» **DATA SUPPLIED**
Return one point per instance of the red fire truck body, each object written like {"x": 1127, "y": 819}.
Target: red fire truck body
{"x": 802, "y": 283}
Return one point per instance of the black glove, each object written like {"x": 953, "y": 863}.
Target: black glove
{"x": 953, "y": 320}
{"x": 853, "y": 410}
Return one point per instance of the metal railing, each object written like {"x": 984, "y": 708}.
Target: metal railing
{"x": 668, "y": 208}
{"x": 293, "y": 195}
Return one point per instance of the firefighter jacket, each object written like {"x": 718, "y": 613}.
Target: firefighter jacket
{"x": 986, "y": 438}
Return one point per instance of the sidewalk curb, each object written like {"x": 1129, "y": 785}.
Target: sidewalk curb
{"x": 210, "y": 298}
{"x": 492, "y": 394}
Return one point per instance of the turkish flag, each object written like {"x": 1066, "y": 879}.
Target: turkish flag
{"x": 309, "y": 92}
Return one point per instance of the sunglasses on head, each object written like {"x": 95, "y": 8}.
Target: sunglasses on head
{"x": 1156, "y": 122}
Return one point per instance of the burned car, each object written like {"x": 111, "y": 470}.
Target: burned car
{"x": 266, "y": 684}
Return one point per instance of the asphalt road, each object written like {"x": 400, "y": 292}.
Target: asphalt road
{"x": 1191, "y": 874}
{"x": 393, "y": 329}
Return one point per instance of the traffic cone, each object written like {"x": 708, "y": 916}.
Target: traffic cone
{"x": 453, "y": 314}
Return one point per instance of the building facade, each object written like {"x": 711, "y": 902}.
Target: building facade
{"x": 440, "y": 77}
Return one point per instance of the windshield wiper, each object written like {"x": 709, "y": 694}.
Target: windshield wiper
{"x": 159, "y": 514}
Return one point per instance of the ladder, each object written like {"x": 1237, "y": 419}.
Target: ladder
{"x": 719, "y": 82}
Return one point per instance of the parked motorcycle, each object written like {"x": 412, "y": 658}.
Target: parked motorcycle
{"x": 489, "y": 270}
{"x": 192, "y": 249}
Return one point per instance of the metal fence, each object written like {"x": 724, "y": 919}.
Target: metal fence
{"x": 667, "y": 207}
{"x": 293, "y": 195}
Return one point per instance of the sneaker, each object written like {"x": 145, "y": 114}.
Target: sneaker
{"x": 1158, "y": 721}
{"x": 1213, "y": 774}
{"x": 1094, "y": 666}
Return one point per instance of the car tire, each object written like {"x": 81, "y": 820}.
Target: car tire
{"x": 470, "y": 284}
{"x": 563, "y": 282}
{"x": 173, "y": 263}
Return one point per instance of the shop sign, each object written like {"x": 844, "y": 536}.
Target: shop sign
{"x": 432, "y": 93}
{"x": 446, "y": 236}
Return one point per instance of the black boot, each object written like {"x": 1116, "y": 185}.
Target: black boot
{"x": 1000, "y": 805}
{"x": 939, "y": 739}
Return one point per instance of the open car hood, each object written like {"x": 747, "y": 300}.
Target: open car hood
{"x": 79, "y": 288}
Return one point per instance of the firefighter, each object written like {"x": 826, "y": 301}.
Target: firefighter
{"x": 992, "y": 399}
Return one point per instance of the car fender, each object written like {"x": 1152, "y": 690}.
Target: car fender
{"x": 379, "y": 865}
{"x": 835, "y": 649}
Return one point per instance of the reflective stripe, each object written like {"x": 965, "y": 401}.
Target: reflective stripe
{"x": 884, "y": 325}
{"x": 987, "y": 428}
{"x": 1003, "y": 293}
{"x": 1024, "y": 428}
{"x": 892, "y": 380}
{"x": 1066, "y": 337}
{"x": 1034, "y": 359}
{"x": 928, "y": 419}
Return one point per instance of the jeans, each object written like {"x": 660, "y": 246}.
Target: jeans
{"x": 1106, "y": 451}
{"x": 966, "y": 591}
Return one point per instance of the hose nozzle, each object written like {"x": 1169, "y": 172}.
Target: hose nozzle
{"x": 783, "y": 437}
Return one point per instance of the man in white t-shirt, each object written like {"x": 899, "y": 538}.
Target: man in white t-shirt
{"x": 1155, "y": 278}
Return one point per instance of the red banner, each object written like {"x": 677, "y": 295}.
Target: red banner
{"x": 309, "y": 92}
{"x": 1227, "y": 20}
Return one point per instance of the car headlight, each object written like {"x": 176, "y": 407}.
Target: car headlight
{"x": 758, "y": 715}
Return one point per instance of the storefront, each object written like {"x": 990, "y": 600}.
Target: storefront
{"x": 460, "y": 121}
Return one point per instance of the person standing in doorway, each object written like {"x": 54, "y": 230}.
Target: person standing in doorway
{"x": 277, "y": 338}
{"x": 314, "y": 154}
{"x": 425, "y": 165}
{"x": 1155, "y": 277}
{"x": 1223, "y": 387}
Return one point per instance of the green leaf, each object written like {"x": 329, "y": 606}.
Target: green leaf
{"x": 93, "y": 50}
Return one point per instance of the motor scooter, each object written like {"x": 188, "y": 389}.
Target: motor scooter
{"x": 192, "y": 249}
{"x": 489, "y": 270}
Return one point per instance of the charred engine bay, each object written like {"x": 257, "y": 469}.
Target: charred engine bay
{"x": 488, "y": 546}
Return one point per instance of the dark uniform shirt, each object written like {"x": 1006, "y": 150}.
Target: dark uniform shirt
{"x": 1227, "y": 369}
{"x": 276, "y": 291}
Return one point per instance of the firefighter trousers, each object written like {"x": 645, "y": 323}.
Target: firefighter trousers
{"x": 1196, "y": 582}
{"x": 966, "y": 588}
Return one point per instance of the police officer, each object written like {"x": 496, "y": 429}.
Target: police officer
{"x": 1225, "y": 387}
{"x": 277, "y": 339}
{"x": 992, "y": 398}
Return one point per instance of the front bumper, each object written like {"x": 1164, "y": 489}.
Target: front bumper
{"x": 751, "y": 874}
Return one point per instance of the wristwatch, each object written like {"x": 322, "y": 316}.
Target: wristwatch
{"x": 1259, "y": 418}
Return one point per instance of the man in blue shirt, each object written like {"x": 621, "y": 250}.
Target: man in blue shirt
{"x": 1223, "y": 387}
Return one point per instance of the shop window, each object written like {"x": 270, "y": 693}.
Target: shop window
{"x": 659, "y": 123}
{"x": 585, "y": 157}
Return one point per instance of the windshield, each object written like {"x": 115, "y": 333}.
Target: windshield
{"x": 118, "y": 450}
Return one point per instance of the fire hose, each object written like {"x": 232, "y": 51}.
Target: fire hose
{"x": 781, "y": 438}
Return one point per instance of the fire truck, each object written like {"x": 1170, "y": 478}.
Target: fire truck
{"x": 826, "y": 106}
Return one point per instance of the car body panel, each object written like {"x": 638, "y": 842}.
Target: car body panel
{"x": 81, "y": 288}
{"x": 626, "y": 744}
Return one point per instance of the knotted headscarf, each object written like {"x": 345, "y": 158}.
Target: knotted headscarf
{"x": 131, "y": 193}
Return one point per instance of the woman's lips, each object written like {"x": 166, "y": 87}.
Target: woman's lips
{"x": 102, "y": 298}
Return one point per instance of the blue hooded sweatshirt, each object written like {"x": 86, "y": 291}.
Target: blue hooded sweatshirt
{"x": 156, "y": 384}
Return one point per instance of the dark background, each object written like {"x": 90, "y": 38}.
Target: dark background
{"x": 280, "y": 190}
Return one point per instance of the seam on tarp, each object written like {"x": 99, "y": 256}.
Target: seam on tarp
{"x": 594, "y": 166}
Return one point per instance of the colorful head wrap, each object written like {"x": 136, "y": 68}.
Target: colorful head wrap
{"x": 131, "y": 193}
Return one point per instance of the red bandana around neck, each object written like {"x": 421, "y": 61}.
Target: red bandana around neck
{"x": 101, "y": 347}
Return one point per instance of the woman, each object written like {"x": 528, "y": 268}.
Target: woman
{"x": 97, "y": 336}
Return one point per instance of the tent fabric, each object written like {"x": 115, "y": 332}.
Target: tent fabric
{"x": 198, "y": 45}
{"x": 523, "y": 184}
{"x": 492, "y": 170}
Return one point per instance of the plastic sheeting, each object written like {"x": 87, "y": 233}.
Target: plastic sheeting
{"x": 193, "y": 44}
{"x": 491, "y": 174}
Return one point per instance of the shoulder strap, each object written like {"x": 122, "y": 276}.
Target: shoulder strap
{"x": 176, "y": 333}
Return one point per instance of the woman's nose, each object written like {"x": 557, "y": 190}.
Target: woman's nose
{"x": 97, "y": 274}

» **GIVEN TASK**
Put the lines of the listing above, from the line containing "Return one point per instance of the woman's nose, each" through the end of the listing, into a numbered list, omitting blank lines.

» **TASK OUTPUT**
1. Return one point per instance of the woman's nose, each object written like {"x": 557, "y": 190}.
2. Target: woman's nose
3. {"x": 97, "y": 274}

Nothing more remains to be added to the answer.